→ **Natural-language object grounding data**
——

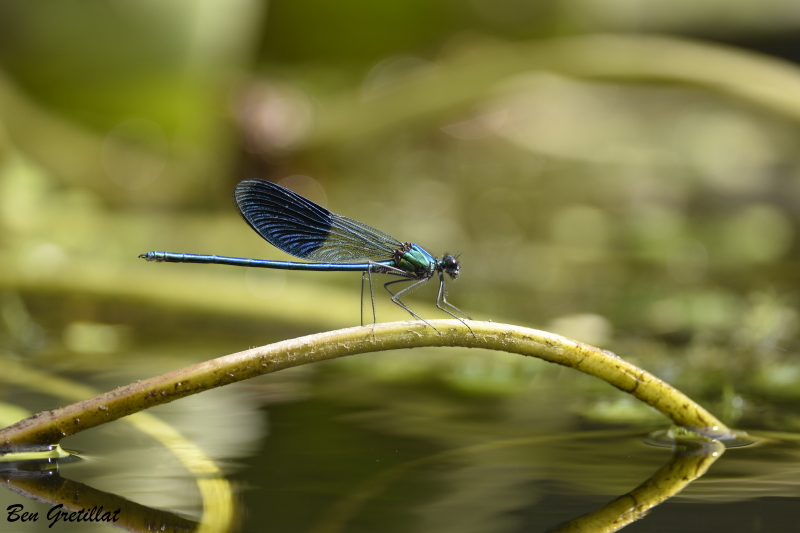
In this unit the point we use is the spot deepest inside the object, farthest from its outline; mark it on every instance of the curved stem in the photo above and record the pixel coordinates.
(50, 427)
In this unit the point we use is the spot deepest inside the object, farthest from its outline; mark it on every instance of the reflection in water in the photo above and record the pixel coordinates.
(690, 460)
(47, 486)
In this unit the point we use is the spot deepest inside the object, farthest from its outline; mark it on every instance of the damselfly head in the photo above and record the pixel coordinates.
(450, 265)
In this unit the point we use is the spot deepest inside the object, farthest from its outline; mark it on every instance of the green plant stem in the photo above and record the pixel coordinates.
(51, 426)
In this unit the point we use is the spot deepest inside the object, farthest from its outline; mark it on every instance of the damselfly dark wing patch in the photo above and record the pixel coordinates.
(304, 229)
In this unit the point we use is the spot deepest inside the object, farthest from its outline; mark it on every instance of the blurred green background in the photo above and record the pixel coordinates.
(622, 172)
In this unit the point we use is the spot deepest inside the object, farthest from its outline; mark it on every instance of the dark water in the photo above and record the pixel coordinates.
(358, 445)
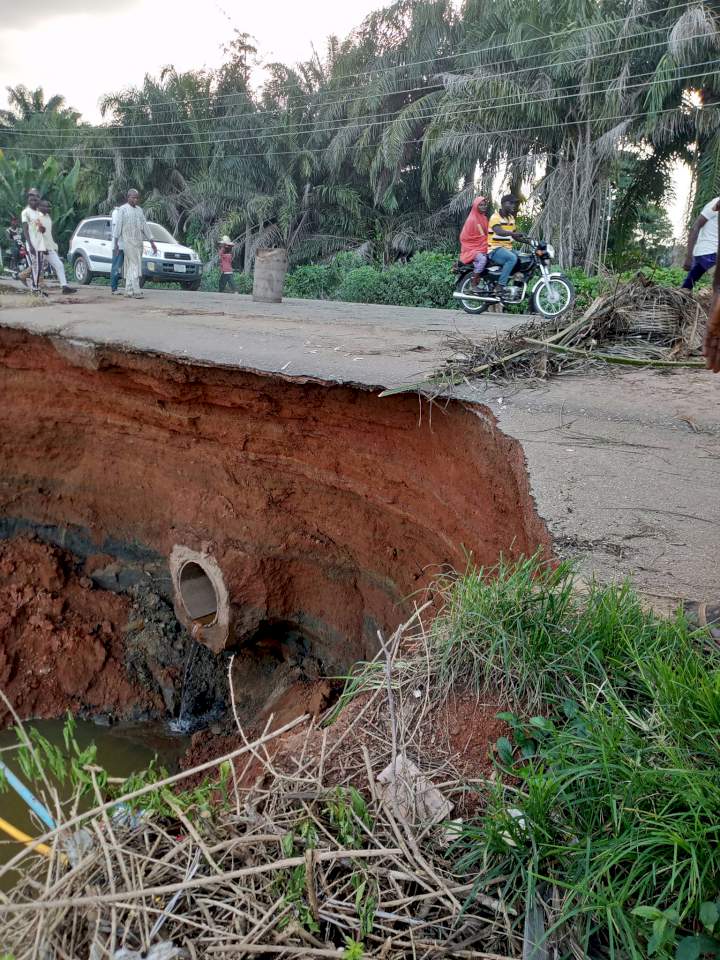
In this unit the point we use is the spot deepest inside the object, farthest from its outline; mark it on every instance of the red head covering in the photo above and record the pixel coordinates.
(473, 238)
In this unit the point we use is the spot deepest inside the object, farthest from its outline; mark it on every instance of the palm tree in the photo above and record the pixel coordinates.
(25, 104)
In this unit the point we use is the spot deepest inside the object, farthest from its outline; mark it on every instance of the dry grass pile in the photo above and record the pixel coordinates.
(639, 323)
(300, 852)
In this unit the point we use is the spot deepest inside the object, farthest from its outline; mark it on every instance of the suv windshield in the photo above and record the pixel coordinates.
(160, 234)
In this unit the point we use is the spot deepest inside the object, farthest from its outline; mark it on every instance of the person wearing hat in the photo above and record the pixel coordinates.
(226, 277)
(474, 240)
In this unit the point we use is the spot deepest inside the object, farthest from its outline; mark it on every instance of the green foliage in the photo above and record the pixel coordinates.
(608, 785)
(39, 759)
(211, 281)
(426, 281)
(354, 949)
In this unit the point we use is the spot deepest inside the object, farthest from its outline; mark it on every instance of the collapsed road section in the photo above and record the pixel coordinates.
(275, 514)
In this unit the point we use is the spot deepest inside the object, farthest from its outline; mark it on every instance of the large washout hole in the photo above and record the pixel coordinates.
(198, 594)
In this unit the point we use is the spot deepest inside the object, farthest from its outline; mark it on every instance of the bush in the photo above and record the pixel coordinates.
(313, 282)
(607, 791)
(426, 281)
(211, 281)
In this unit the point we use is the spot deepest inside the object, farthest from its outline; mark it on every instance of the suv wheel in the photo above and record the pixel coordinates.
(81, 268)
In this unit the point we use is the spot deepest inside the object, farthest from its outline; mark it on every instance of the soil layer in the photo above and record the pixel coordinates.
(61, 640)
(325, 507)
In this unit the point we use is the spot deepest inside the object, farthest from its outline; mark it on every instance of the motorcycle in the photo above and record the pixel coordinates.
(550, 295)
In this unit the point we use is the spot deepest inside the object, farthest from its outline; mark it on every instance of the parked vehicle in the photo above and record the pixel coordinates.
(90, 254)
(550, 295)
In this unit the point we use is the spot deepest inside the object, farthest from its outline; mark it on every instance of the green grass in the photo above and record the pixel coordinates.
(613, 761)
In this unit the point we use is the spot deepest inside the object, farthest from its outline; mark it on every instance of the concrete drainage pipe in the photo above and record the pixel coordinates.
(201, 598)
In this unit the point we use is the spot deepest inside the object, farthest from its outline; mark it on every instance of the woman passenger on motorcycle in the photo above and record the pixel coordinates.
(502, 234)
(474, 240)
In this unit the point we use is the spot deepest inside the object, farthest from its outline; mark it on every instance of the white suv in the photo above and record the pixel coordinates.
(91, 255)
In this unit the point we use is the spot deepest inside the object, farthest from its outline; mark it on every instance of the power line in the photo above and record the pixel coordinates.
(474, 106)
(494, 133)
(314, 124)
(381, 71)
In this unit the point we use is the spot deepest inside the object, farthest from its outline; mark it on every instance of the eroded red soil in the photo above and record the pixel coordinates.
(61, 641)
(324, 505)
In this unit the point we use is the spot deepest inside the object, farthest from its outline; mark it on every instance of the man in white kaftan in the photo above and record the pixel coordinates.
(130, 231)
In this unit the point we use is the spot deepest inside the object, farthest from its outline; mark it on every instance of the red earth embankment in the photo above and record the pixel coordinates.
(325, 507)
(61, 641)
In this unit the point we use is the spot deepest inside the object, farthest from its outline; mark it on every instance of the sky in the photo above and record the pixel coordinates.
(84, 49)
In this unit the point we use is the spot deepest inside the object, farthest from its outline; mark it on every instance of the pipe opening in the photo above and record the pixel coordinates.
(198, 594)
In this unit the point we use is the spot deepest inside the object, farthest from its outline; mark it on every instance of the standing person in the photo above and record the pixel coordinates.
(13, 237)
(34, 235)
(502, 234)
(52, 248)
(711, 347)
(132, 228)
(119, 257)
(226, 277)
(474, 240)
(702, 244)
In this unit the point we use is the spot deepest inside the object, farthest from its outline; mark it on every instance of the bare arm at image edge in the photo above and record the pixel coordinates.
(692, 240)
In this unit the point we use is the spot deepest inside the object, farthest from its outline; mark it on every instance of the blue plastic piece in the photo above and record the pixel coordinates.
(32, 801)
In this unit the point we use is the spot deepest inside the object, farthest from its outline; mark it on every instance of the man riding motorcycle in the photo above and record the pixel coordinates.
(502, 232)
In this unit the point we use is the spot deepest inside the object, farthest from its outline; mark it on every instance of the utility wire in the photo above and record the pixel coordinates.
(452, 113)
(466, 136)
(344, 101)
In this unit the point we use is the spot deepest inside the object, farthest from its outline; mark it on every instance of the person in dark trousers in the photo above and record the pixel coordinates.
(702, 244)
(474, 240)
(34, 236)
(500, 240)
(226, 277)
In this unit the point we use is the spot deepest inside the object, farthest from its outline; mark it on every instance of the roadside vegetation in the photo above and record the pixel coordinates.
(596, 834)
(377, 144)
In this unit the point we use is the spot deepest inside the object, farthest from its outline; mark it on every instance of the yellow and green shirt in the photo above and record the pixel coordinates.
(507, 223)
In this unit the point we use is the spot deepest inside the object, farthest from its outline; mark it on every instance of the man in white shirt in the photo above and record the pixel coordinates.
(702, 244)
(119, 257)
(131, 229)
(34, 235)
(52, 248)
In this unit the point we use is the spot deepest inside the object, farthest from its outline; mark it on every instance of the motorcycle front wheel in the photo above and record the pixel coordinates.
(554, 297)
(471, 306)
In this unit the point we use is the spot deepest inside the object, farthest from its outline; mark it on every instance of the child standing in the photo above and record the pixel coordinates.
(226, 277)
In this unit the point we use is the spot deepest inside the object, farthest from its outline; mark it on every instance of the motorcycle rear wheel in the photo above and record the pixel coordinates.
(471, 306)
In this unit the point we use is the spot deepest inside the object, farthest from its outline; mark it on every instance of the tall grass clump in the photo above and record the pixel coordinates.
(605, 810)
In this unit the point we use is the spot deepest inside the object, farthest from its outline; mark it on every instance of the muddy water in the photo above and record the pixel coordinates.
(123, 749)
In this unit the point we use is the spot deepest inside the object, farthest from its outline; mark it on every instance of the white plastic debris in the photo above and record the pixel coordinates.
(418, 800)
(519, 818)
(165, 950)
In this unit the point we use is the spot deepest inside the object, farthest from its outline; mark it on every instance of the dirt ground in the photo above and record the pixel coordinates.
(61, 640)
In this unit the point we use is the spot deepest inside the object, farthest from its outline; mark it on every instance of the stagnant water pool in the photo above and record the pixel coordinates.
(122, 749)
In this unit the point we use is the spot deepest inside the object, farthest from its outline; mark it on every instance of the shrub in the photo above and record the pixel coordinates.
(313, 282)
(211, 280)
(426, 281)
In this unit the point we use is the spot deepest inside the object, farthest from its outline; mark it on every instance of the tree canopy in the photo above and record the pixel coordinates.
(379, 144)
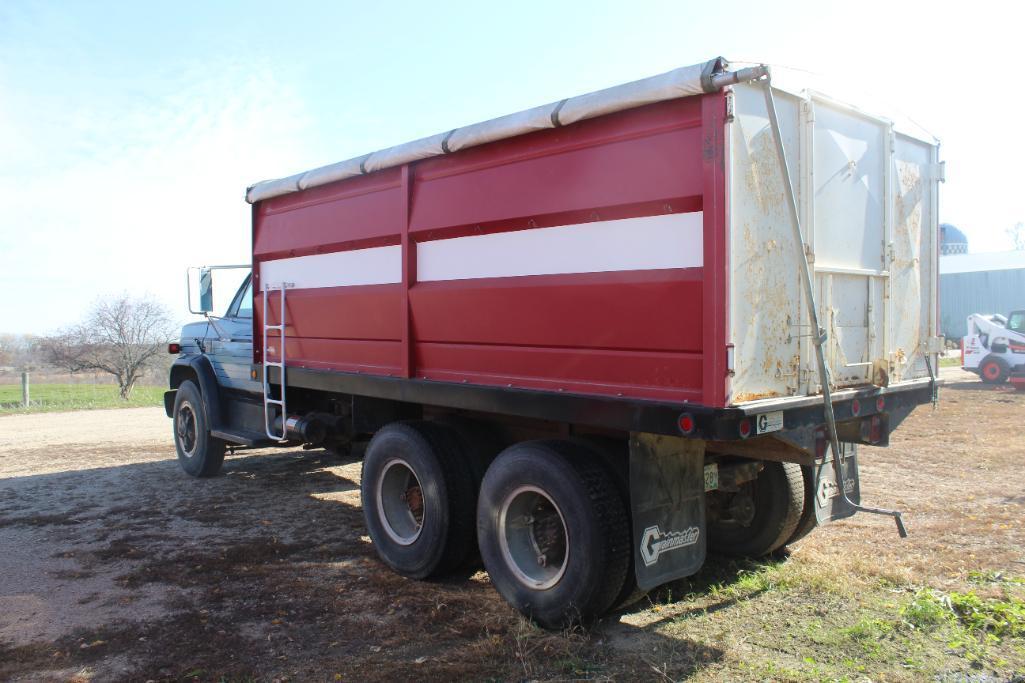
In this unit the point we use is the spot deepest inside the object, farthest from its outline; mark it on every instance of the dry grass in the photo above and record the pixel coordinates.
(265, 573)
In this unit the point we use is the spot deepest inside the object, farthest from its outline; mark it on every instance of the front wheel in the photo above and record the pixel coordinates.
(762, 516)
(199, 453)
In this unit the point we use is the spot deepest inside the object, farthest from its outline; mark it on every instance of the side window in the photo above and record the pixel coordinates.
(245, 306)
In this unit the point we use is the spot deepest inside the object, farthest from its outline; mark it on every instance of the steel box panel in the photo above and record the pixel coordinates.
(629, 310)
(642, 335)
(360, 211)
(363, 312)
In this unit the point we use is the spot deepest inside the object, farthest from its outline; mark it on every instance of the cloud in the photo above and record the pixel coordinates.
(122, 191)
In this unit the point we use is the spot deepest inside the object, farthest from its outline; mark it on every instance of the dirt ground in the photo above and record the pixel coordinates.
(115, 565)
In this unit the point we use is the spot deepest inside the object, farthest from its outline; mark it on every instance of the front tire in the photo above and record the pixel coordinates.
(554, 532)
(199, 453)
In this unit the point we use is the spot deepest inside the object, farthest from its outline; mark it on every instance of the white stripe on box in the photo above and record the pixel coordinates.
(629, 244)
(339, 269)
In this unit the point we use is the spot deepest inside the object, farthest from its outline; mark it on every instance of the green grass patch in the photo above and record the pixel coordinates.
(75, 397)
(804, 621)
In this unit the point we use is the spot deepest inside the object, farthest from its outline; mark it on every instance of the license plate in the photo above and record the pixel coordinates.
(769, 422)
(711, 477)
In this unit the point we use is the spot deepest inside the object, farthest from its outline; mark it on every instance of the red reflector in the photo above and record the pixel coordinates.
(875, 430)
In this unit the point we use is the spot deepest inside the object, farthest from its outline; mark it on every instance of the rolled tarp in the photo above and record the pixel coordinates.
(683, 82)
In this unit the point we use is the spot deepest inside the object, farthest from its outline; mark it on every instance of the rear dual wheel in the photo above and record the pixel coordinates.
(419, 498)
(763, 516)
(554, 532)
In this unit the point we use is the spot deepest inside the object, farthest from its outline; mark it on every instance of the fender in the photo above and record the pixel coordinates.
(199, 365)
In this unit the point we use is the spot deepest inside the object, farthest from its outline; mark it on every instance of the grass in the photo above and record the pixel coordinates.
(797, 621)
(46, 398)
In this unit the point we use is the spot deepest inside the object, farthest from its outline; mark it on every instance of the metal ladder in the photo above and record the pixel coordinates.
(268, 399)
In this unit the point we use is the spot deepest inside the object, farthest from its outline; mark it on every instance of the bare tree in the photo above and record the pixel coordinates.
(1017, 235)
(121, 336)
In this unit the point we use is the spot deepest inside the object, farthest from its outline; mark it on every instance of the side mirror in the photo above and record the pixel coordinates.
(205, 290)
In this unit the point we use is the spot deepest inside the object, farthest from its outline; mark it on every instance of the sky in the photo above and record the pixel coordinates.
(129, 131)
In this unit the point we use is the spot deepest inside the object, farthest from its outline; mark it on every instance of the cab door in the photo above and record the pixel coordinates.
(231, 350)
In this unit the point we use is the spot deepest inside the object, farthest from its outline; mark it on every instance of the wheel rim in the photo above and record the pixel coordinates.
(186, 429)
(400, 501)
(533, 537)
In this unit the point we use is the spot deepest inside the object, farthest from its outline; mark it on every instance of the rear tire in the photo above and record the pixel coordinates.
(994, 370)
(199, 453)
(418, 498)
(766, 518)
(554, 532)
(808, 521)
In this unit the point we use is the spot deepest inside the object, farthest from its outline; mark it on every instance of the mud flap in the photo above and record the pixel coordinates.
(829, 505)
(668, 508)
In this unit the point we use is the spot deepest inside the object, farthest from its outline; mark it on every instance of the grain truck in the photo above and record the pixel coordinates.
(590, 342)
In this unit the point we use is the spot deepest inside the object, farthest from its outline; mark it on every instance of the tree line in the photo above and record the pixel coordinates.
(123, 336)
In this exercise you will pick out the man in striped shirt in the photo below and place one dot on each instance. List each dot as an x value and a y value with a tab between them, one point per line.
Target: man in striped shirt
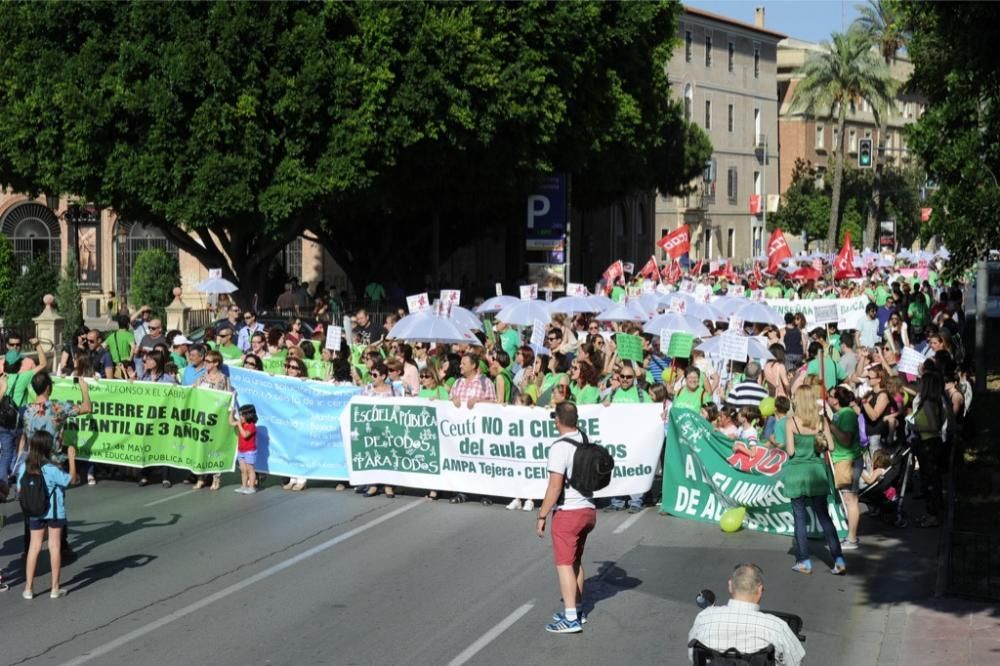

——

→ **WHAT THE TASK ASKS**
Only the number is wanted: how many lines in the data include the string "striped"?

→ **SOLUTION TO THIS EXERCISE**
2